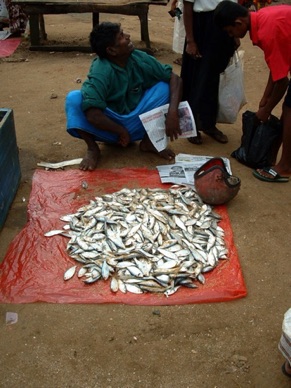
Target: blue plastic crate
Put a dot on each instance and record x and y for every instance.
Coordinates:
(9, 163)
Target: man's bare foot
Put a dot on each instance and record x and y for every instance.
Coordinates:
(90, 160)
(146, 146)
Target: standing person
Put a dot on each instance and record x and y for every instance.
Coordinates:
(207, 52)
(270, 29)
(285, 343)
(179, 29)
(122, 84)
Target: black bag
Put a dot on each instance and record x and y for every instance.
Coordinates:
(259, 142)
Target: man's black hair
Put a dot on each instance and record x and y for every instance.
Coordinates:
(227, 12)
(102, 36)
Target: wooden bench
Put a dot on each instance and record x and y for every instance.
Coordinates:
(35, 9)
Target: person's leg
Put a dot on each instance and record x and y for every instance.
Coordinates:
(93, 153)
(78, 125)
(283, 167)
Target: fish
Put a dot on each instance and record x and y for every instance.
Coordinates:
(144, 240)
(70, 272)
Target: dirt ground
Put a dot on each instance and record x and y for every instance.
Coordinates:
(231, 344)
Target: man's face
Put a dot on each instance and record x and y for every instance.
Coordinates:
(123, 44)
(239, 30)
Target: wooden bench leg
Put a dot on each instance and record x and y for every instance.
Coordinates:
(34, 29)
(43, 34)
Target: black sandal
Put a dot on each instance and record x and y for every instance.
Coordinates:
(284, 370)
(196, 139)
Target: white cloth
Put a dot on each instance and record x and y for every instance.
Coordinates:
(4, 16)
(205, 5)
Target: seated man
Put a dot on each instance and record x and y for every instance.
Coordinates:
(122, 84)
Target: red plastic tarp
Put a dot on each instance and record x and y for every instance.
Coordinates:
(34, 266)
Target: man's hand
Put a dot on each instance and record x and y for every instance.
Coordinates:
(263, 114)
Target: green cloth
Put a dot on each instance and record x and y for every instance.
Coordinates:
(121, 89)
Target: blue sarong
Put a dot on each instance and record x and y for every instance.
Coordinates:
(154, 97)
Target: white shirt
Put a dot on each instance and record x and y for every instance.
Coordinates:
(205, 5)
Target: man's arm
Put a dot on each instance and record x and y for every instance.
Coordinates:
(172, 119)
(97, 118)
(273, 94)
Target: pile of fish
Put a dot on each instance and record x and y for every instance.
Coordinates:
(144, 240)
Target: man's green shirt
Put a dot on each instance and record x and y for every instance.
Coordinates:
(121, 89)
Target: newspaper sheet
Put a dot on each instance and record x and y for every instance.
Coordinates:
(154, 123)
(182, 172)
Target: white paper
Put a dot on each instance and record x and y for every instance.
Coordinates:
(182, 172)
(154, 124)
(4, 34)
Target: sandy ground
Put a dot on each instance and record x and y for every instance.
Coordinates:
(232, 344)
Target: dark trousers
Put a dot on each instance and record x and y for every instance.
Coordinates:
(201, 76)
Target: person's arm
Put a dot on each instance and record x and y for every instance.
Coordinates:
(273, 93)
(191, 47)
(172, 120)
(97, 118)
(174, 5)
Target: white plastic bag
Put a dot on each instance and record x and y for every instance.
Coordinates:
(4, 16)
(179, 31)
(231, 96)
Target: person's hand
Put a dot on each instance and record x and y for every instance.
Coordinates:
(172, 125)
(124, 138)
(173, 5)
(236, 43)
(192, 49)
(263, 102)
(263, 114)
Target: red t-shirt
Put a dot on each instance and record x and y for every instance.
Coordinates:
(271, 31)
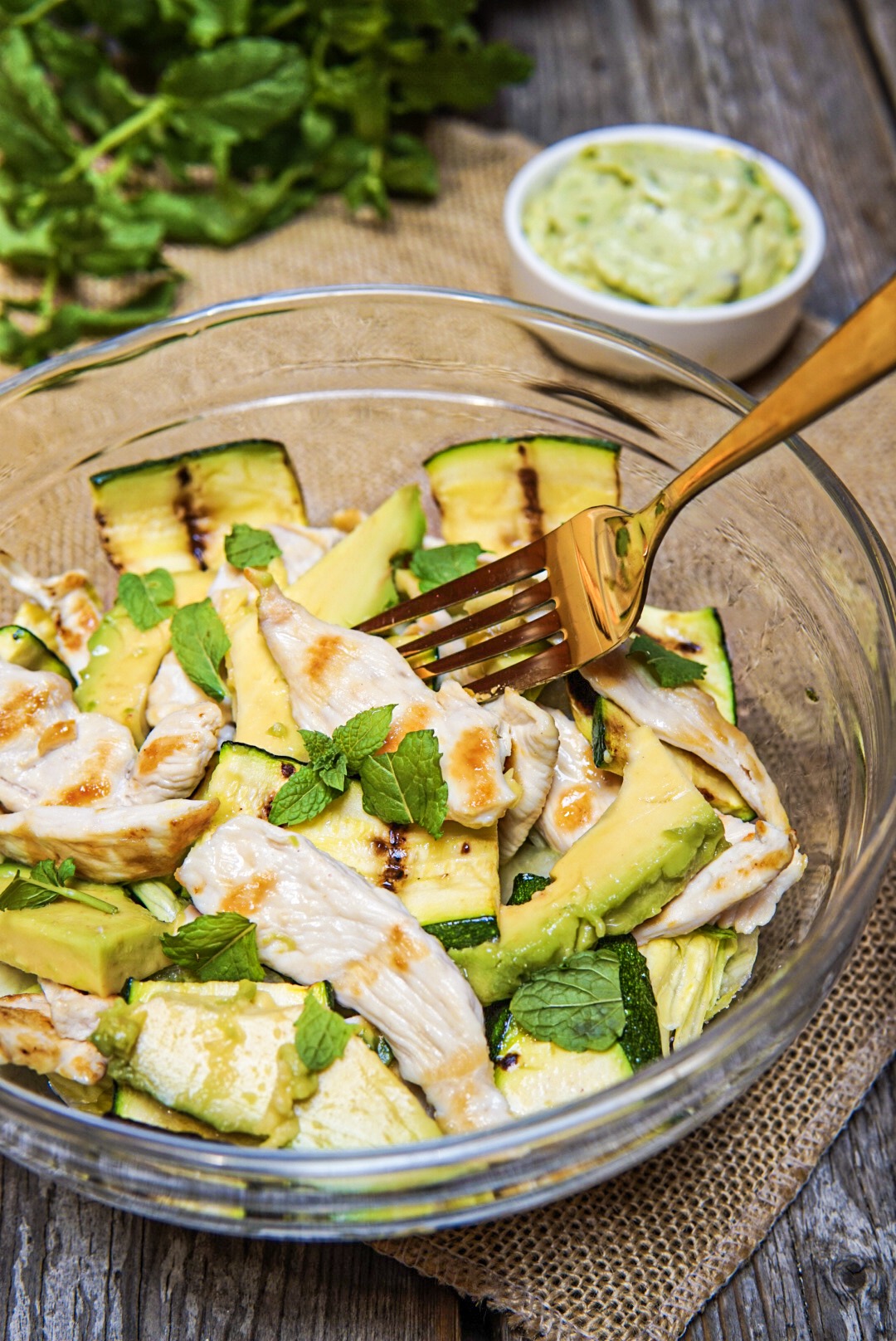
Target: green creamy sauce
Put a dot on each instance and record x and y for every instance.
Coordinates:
(665, 226)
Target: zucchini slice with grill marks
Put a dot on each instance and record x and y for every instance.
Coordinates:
(174, 513)
(507, 491)
(696, 635)
(23, 648)
(609, 729)
(450, 884)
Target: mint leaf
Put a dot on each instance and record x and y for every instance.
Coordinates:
(45, 884)
(302, 797)
(363, 734)
(667, 668)
(321, 1036)
(217, 947)
(450, 561)
(326, 759)
(407, 786)
(576, 1005)
(148, 598)
(200, 641)
(246, 548)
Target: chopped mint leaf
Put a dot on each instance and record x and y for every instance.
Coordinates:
(667, 666)
(432, 568)
(147, 597)
(407, 786)
(200, 641)
(247, 548)
(217, 947)
(576, 1005)
(302, 797)
(326, 759)
(45, 884)
(363, 734)
(321, 1036)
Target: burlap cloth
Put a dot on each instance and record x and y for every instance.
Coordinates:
(639, 1256)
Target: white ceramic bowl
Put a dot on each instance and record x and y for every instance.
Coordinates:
(731, 339)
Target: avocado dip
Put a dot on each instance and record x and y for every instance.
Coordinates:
(663, 224)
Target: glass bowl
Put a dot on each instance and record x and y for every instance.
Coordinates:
(363, 383)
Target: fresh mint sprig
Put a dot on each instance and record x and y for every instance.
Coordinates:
(404, 786)
(668, 668)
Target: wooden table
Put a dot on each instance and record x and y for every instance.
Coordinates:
(813, 82)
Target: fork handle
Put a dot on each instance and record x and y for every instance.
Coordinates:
(855, 356)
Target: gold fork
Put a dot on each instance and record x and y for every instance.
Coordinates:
(592, 572)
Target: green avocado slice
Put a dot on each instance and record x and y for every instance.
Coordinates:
(643, 851)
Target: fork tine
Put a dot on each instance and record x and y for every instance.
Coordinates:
(524, 675)
(517, 604)
(519, 637)
(513, 568)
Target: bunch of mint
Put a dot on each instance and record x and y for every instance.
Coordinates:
(128, 124)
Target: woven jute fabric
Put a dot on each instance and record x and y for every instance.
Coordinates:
(633, 1258)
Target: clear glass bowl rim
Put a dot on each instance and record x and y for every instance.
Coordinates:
(782, 1006)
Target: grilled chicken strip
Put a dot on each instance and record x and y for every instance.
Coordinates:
(173, 757)
(757, 855)
(333, 674)
(302, 546)
(28, 1038)
(318, 919)
(51, 754)
(74, 1014)
(70, 601)
(580, 790)
(759, 908)
(532, 739)
(689, 719)
(110, 845)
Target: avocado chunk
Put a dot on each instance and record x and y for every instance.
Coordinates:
(228, 1061)
(73, 944)
(122, 666)
(643, 851)
(353, 581)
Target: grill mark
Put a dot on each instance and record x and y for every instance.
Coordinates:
(533, 511)
(396, 855)
(191, 519)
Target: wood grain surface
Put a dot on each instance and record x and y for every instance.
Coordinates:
(811, 82)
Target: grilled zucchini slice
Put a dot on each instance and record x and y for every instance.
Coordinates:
(507, 491)
(23, 648)
(450, 884)
(696, 635)
(609, 729)
(173, 514)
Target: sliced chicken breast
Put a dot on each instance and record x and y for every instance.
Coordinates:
(28, 1038)
(333, 674)
(318, 919)
(112, 845)
(532, 740)
(74, 1014)
(69, 598)
(689, 719)
(174, 755)
(759, 908)
(757, 855)
(51, 754)
(580, 792)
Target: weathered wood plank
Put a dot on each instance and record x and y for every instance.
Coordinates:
(80, 1271)
(878, 19)
(794, 80)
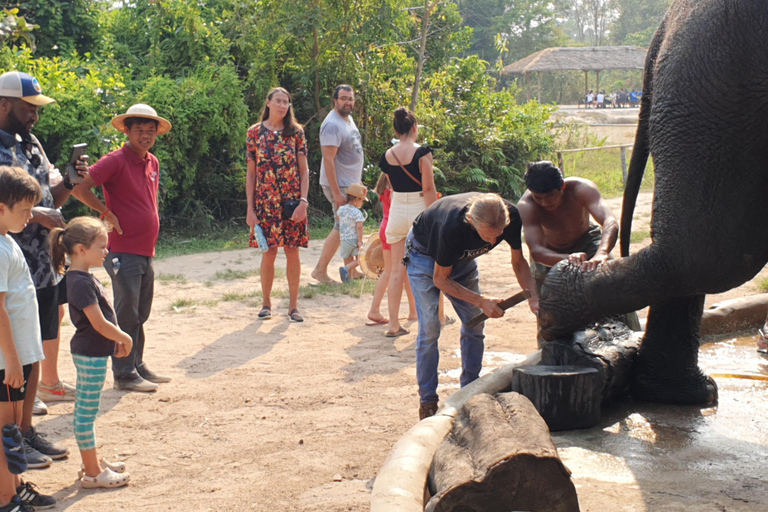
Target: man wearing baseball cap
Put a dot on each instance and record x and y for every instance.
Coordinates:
(20, 99)
(130, 177)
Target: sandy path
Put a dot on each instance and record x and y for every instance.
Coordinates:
(272, 416)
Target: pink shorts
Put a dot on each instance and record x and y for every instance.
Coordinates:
(383, 235)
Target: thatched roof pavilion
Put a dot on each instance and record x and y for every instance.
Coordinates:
(592, 58)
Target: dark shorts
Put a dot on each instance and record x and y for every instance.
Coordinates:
(48, 301)
(17, 395)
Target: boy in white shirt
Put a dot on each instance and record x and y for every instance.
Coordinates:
(351, 221)
(21, 344)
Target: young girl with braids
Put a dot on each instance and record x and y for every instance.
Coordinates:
(97, 337)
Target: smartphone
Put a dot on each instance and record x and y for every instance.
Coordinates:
(78, 150)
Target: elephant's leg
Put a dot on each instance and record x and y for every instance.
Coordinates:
(667, 368)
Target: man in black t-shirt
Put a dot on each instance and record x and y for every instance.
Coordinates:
(443, 244)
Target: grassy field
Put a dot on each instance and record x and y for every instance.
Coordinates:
(604, 168)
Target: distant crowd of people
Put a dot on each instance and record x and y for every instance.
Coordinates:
(618, 98)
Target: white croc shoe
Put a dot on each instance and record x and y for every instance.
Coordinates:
(117, 467)
(107, 479)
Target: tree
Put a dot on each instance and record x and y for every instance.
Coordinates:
(14, 28)
(590, 20)
(524, 26)
(63, 25)
(637, 20)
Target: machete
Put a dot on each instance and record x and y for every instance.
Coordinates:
(504, 305)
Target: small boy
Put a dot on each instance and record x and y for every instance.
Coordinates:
(20, 338)
(351, 228)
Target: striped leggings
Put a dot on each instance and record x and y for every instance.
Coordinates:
(91, 375)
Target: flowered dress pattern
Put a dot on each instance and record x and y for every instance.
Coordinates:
(277, 180)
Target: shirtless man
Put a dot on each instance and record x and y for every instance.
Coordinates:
(556, 221)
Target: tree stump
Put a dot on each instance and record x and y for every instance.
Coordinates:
(567, 397)
(499, 457)
(610, 348)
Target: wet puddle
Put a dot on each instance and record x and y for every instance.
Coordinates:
(667, 458)
(655, 458)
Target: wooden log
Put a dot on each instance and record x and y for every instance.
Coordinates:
(499, 457)
(610, 348)
(567, 397)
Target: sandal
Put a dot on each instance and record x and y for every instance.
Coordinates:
(400, 332)
(117, 467)
(106, 479)
(449, 320)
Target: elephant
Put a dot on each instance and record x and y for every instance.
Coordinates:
(704, 121)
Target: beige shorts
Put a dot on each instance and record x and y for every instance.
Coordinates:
(406, 206)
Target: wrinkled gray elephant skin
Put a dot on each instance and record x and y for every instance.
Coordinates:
(704, 120)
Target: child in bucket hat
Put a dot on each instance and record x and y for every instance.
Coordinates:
(351, 221)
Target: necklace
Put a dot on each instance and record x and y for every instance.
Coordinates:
(268, 126)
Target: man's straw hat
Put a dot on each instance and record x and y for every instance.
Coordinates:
(358, 190)
(145, 111)
(372, 257)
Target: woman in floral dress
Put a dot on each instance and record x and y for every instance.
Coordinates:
(277, 173)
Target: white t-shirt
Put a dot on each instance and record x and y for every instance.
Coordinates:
(20, 302)
(349, 216)
(342, 133)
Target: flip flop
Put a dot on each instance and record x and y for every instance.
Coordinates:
(400, 332)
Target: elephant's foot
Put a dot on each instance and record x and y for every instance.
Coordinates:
(681, 388)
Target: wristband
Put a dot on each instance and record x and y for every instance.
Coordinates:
(67, 184)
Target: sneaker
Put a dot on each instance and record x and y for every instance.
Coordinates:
(35, 459)
(427, 409)
(16, 505)
(29, 494)
(38, 441)
(61, 392)
(151, 376)
(134, 382)
(344, 274)
(40, 409)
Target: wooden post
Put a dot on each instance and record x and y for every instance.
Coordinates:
(527, 88)
(624, 165)
(567, 397)
(538, 78)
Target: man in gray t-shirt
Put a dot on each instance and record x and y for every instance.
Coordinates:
(342, 166)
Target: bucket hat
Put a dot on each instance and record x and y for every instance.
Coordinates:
(145, 111)
(15, 84)
(358, 190)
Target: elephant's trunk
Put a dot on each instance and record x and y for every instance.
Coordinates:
(641, 149)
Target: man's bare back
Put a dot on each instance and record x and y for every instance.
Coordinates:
(554, 222)
(564, 225)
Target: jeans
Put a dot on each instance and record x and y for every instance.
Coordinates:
(133, 285)
(420, 272)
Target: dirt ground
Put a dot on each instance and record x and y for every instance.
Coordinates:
(277, 416)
####
=== Instructions to follow ===
Beginning at the line that contains "Target: woman in floral dress", retype each line of the listing up to and including the last one, exactly as it stands, and nothing else.

=== Solution to this exercise ===
Target: woman in floral dress
Put a dot on each instance and record x and y for every instance.
Coordinates:
(277, 173)
Target: white t-shirt
Put a dot on each instance and record x and y for every instance.
Coordinates:
(20, 302)
(349, 216)
(342, 133)
Target: flip flop
Put a dot on each instance and record x and y for every instance.
Coordinates:
(400, 332)
Target: elephant's foot
Put a dot on each instance and record x and y for every instance.
Coordinates:
(681, 388)
Target: wristband
Put a dot on each instance and record x and y for every instance.
Coordinates:
(67, 184)
Target: sneaker
Put a dot on each instance and record x and y for every instance.
Coordinates:
(35, 459)
(427, 409)
(16, 505)
(29, 494)
(38, 441)
(61, 392)
(151, 376)
(134, 382)
(344, 274)
(40, 409)
Target: wooden post
Put a dot on each instance and record x and y for every instance.
Coordinates:
(527, 88)
(624, 165)
(567, 397)
(538, 78)
Target: man in gray t-shirt
Put a dot on each instance and record x and y for every instance.
Coordinates:
(342, 166)
Target: bucket hat
Put a dot on each instance and record x and y for every instance.
Coordinates:
(145, 111)
(15, 84)
(358, 190)
Target: elephant's trunk
Put a dot on each instance and record x and y for every instance.
Coordinates:
(641, 149)
Target: man's bare back
Put a dot on each instance and record x and y for every instance.
Coordinates:
(554, 222)
(564, 225)
Target: jeans
Put a dot on each instance and record x and y for every instance.
Coordinates:
(133, 285)
(420, 272)
Target: dirt ground
Put a dot on each instance and record x and y for every instance.
Coordinates:
(277, 416)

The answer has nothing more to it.